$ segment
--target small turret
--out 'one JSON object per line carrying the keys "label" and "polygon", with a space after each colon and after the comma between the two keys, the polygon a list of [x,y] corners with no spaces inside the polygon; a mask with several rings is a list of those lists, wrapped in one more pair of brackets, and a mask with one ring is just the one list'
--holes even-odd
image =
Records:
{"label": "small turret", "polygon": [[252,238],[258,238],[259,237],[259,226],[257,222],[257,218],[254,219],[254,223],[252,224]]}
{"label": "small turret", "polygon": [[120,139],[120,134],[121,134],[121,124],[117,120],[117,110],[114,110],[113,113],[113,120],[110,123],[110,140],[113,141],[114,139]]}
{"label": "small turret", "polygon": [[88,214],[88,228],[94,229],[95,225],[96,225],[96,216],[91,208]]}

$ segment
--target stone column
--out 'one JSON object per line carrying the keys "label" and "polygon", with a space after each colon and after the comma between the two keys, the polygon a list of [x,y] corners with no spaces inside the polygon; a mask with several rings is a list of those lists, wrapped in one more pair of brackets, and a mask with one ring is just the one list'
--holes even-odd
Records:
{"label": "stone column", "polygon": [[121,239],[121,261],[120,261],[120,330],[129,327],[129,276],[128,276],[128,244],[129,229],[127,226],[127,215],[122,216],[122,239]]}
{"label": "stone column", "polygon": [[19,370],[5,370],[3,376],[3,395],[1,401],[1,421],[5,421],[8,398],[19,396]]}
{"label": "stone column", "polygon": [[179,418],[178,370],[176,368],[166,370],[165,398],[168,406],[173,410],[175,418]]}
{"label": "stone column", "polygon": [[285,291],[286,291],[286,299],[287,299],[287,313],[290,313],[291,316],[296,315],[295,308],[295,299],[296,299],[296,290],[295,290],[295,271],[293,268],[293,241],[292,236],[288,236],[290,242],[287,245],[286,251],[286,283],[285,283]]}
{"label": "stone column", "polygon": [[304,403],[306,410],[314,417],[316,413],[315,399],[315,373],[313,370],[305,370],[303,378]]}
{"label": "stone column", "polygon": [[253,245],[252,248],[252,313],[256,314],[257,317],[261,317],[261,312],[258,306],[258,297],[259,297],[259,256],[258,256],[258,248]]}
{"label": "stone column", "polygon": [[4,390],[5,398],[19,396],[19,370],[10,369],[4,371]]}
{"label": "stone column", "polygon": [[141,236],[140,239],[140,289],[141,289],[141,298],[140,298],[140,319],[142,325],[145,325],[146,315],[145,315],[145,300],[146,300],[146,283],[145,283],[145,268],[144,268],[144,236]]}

Task description
Return the listing above in its exact form.

Task result
$ segment
--target small turret
--out 'one JSON object per line carrying the keys "label" and "polygon", with a space after each colon and after the comma between the two keys, the polygon a list of [x,y] corners with no spaces inside the polygon; a mask with several rings is a list of those lists, wrapped in one more pair of brackets, and a mask with one ring is just the one list'
--holes even-odd
image =
Records:
{"label": "small turret", "polygon": [[252,238],[258,238],[259,237],[259,226],[257,222],[257,218],[254,219],[254,223],[252,224]]}
{"label": "small turret", "polygon": [[120,139],[120,134],[121,134],[121,124],[117,120],[117,110],[114,110],[113,113],[113,120],[110,123],[110,140],[113,141],[114,139]]}
{"label": "small turret", "polygon": [[88,214],[88,228],[94,229],[95,225],[96,225],[96,216],[91,208]]}

$ segment
--target stone column
--out 'one JSON object per line carrying the keys "label" and "polygon", with a space after each colon and after the comma between the two keys, the polygon a list of [x,y] corners with no spaces inside the polygon; a mask with several rings is a list of those lists, wrapped in one more pair of brackets, and a mask with one ring is just the one list'
--holes even-odd
Records:
{"label": "stone column", "polygon": [[121,239],[121,261],[120,261],[120,330],[129,327],[129,276],[128,276],[128,244],[129,229],[127,226],[127,215],[122,216],[122,239]]}
{"label": "stone column", "polygon": [[19,370],[5,370],[3,376],[3,395],[1,401],[1,421],[5,421],[8,398],[19,396]]}
{"label": "stone column", "polygon": [[179,418],[178,370],[176,368],[166,370],[165,398],[168,406],[173,410],[175,418]]}
{"label": "stone column", "polygon": [[285,291],[286,291],[286,299],[287,299],[287,313],[290,313],[291,316],[296,315],[295,308],[295,299],[296,299],[296,290],[295,290],[295,271],[293,268],[293,241],[292,236],[288,236],[290,242],[287,245],[286,251],[286,283],[285,283]]}
{"label": "stone column", "polygon": [[304,403],[306,410],[314,417],[316,413],[315,399],[315,373],[313,370],[305,370],[303,378]]}
{"label": "stone column", "polygon": [[253,245],[252,248],[252,313],[256,314],[257,317],[261,317],[261,312],[258,306],[258,297],[259,297],[259,256],[258,256],[258,248]]}
{"label": "stone column", "polygon": [[4,390],[5,398],[19,396],[19,370],[10,369],[4,371]]}
{"label": "stone column", "polygon": [[141,236],[140,239],[140,289],[141,289],[141,298],[140,298],[140,319],[142,325],[145,325],[146,315],[145,315],[145,300],[146,300],[146,283],[145,283],[145,268],[144,268],[144,236]]}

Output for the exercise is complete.